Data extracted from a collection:
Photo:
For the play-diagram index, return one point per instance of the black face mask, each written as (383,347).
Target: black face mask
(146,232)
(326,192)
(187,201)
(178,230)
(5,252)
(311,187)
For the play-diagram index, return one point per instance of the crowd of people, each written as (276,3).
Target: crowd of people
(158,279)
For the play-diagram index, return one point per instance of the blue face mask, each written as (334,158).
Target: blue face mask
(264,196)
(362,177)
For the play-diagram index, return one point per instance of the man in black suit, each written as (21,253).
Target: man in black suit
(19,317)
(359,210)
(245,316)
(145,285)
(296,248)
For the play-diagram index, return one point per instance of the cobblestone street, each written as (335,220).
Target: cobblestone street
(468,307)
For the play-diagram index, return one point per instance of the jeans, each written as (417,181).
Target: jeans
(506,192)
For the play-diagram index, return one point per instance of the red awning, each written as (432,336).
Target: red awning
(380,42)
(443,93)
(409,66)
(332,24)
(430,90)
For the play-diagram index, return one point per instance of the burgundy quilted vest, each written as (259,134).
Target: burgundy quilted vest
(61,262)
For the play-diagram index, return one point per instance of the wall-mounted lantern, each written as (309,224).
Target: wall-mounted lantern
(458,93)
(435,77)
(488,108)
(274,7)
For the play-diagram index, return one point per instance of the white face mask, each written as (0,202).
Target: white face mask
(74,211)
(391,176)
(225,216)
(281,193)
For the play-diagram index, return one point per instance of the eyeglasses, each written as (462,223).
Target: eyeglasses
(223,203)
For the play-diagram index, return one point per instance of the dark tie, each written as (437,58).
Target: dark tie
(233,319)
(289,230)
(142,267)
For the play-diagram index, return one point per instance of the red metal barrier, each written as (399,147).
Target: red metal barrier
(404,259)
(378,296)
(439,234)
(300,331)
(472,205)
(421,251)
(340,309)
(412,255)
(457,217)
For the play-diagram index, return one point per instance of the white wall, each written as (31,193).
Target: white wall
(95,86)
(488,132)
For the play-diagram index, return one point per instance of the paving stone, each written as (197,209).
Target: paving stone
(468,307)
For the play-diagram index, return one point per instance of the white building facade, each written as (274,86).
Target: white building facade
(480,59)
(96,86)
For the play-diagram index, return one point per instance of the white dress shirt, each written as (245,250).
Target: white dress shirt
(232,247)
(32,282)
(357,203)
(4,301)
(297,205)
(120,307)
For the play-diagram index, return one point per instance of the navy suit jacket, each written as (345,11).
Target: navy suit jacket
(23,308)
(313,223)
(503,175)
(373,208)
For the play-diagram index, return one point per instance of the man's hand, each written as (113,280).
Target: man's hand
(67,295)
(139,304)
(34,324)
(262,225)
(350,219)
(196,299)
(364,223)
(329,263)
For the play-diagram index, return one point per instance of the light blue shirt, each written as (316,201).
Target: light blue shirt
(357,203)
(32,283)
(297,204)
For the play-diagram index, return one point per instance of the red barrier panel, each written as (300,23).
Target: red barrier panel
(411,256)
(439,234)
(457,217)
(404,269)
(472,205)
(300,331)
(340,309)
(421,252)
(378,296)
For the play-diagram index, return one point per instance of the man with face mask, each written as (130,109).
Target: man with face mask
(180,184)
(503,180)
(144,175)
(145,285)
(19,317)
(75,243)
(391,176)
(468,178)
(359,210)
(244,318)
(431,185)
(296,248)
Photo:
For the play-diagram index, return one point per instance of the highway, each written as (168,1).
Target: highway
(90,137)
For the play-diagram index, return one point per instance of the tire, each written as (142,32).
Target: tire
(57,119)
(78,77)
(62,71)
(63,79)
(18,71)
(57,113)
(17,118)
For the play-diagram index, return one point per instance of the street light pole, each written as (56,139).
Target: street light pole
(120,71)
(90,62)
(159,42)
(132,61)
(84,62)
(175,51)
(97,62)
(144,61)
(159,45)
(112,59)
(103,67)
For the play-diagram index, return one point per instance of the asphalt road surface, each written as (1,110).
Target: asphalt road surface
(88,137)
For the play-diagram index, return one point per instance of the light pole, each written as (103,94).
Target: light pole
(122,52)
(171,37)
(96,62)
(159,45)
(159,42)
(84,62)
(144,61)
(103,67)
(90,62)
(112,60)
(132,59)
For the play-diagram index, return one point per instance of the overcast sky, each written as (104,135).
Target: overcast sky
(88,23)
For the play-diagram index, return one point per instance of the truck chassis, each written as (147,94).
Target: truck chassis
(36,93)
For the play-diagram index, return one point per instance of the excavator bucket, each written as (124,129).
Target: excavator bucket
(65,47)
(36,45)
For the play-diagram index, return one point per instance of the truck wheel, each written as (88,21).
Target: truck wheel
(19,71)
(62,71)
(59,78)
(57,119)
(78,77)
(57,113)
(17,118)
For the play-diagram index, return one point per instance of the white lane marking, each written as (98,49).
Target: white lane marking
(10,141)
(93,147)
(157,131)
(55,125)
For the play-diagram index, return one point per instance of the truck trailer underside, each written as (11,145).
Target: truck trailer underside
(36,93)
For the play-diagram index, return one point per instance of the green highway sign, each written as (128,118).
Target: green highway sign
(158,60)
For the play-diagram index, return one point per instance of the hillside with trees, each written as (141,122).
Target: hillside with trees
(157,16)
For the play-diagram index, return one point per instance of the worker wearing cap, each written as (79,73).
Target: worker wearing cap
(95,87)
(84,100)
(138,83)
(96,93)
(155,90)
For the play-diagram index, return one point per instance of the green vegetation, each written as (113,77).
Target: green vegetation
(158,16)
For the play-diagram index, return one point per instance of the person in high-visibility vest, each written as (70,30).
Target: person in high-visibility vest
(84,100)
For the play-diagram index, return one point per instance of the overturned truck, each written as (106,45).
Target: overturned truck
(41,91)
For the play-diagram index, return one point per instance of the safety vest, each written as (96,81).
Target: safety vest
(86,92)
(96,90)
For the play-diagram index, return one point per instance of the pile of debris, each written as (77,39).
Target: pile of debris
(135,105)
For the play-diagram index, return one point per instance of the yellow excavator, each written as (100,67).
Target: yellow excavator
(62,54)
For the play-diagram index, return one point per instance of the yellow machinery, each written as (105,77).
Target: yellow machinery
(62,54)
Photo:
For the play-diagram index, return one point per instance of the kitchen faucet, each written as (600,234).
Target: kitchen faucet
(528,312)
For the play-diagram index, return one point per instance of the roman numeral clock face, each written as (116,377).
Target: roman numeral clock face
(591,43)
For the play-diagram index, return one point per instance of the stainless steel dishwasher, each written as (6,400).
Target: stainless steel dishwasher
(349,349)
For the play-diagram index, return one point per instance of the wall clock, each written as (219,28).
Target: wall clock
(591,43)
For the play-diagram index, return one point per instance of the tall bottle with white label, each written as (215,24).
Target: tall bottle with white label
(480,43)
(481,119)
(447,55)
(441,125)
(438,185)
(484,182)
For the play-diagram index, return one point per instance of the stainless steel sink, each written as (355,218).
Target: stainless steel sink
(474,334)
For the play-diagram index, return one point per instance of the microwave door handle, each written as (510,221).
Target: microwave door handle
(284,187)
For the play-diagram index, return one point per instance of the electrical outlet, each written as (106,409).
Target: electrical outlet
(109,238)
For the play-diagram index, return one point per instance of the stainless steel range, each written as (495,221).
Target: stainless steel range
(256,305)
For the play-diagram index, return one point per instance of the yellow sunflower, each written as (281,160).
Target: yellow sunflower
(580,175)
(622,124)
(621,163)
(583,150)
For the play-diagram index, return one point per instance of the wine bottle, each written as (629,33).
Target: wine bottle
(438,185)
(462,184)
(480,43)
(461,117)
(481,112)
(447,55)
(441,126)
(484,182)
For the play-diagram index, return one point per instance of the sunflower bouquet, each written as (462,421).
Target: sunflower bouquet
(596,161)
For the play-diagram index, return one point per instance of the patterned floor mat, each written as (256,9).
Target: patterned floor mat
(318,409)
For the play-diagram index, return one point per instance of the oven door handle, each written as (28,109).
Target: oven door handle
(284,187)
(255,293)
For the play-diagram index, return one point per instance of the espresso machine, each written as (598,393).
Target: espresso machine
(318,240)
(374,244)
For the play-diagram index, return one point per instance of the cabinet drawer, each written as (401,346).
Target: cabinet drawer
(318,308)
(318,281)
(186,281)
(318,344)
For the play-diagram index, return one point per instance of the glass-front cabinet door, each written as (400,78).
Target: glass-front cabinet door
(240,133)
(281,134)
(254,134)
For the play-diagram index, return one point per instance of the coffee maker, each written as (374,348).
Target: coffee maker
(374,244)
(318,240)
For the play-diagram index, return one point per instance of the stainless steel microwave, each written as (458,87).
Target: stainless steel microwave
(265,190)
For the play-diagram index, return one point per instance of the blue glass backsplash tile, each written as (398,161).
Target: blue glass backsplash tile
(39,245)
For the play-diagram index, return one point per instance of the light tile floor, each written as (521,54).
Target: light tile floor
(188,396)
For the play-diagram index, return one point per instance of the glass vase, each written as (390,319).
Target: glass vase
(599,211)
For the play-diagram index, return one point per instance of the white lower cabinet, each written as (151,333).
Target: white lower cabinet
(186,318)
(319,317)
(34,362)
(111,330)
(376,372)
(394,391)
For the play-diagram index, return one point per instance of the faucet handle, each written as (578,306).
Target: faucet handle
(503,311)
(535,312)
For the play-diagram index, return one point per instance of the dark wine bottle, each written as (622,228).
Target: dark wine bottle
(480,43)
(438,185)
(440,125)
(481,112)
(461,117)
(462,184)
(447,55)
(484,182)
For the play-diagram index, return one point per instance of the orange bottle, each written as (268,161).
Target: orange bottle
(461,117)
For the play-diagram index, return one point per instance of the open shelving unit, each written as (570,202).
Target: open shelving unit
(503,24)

## Your instructions
Quote the line that contains "written as (401,346)." and each line after it through the end of the data, exactly, leaving out everything else.

## Correct result
For the play-diagram index, return one point per instance of the cabinet drawer, each written as (401,346).
Target: cabinet drawer
(318,308)
(318,281)
(186,281)
(318,344)
For the play-diagram index, return one point per instance of the glass-front cabinet door, each written as (400,78).
Target: glass-front cabinet door
(240,133)
(281,134)
(254,134)
For the play-diagram index, return one point per instance of the coffee maker, each written as (374,348).
Target: coffee maker
(374,244)
(318,240)
For the play-diagram index, return one point per instance of the stainless steel microwave, each written as (458,87).
Target: stainless steel microwave
(265,190)
For the play-diagram index, return one point per instance of the blue glass backsplash tile, each written as (398,161).
Target: blue glass backsplash tile
(39,245)
For the play-diagram index, return one point per instance of the light tile floor, each written as (521,54).
Target: light tile floor
(188,396)
For the play-diagram index, return one point per instance of the glass vase, each written as (390,319).
Target: glass vase
(599,211)
For the play-diagram index, return one point per instance of the white lower cabinet, each written as (151,333).
Target: white lower cabinet
(186,318)
(319,317)
(34,362)
(111,330)
(376,372)
(394,391)
For the play-diagram index, return one point per instance of the faucet handle, each written as (578,306).
Target: faucet handle
(503,311)
(535,312)
For the play-diagram index, return one point per instance of the dark wine bottle, each written as (622,228).
Target: dark wine bottle
(480,43)
(438,185)
(440,125)
(481,112)
(461,117)
(462,184)
(447,55)
(484,182)
For the play-diagram index, return one point per instance of the orange bottle, each written as (268,161).
Target: orange bottle
(461,117)
For the play-diagram index, return one point per instance of the open shelving unit, each written as (570,202).
Target: open shelving unit
(503,24)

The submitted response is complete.